__What you should do__: Gather every line of the records below that contains the word "light" and copy each such line in full.
------ Data listing ------
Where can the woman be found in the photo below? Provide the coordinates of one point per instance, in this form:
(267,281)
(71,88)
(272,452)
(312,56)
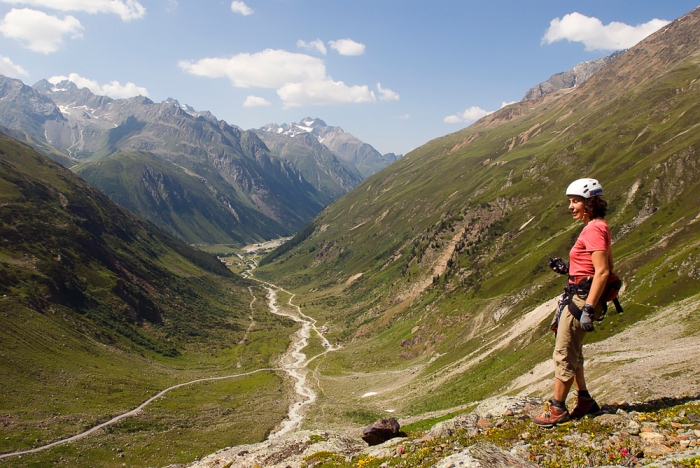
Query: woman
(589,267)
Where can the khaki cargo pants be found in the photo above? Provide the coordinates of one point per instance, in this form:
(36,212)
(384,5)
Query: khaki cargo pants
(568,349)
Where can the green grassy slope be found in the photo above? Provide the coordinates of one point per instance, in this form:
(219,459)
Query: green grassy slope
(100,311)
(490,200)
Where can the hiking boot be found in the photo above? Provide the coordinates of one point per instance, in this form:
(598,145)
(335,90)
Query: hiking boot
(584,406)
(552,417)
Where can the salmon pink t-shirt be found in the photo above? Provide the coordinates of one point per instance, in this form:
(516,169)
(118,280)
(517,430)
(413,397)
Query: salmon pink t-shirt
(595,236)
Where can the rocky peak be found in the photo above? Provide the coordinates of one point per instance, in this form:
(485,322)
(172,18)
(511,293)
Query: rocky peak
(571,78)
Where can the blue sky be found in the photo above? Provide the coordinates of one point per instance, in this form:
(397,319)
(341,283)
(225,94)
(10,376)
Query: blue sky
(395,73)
------
------ Data listing ------
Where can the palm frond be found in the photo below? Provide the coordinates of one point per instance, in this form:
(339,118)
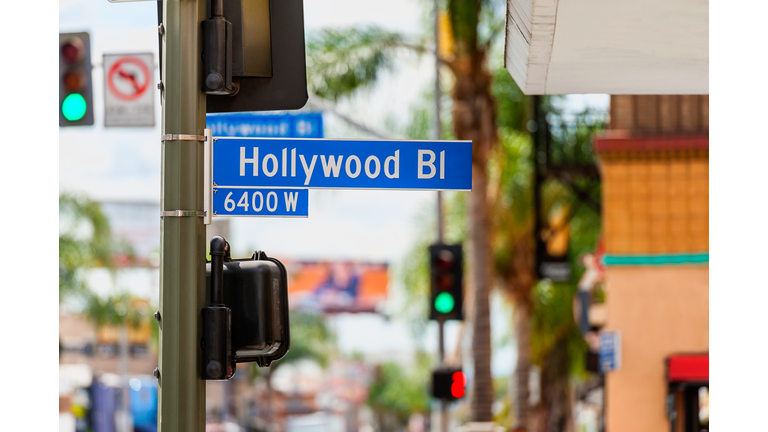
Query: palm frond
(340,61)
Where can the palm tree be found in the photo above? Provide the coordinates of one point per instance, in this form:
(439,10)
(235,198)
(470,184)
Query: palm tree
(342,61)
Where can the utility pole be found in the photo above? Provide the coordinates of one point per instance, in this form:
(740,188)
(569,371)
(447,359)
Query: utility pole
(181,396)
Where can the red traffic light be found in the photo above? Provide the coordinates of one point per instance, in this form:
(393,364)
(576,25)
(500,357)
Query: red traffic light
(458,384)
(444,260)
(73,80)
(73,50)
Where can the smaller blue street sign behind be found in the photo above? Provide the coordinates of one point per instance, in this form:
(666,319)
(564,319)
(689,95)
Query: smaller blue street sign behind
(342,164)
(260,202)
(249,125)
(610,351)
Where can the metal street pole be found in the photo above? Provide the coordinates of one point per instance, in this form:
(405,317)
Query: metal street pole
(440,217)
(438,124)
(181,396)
------
__Output for this exercise__:
Where can the red traffic light be found in the photo above? Provide the coordinates of one point per instance, in this form:
Query: red traffic light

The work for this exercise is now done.